== TASK DIRECTIONS ==
Copy the material from the line containing "of the boulder" through the line containing "[(21, 4), (15, 34), (51, 2), (102, 10), (151, 65)]", putting "most central" wherever "innermost" appears and changing nothing else.

== RAW DATA ==
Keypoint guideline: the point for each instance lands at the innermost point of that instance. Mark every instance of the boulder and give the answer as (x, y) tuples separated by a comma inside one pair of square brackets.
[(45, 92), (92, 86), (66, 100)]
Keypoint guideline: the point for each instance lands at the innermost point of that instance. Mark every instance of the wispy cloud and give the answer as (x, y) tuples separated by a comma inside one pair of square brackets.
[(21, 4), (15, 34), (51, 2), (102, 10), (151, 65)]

==

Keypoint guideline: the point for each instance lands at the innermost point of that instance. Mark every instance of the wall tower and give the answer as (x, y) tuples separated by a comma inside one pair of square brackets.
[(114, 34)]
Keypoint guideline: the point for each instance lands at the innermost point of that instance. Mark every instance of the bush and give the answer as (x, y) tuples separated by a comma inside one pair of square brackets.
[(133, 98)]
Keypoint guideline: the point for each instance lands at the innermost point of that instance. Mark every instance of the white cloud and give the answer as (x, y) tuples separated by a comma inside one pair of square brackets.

---

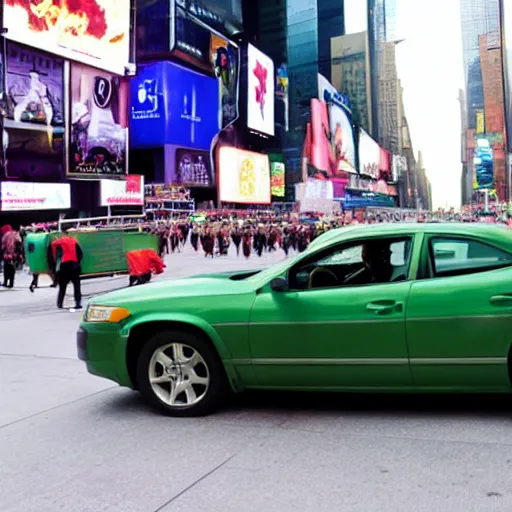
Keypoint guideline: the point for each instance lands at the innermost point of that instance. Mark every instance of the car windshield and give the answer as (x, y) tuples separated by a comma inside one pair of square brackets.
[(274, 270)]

== COMPLETE RESPONSE ==
Keypoint guideline: the point for each instance lands at the most central point of that instance. Mark every instance of the boulder and give the answer as (x, y) tuples separated by a comma inside one pair of square brackets.
[(45, 92), (92, 86), (66, 100)]
Keypoint guideline: the point for each instance lands at the most central point of that instance. Mark every instance of the wispy cloud and give the answer as (x, y) tuples separated by a comma inside one pair of square brackets.
[(21, 4), (15, 34), (51, 2), (102, 10), (151, 65)]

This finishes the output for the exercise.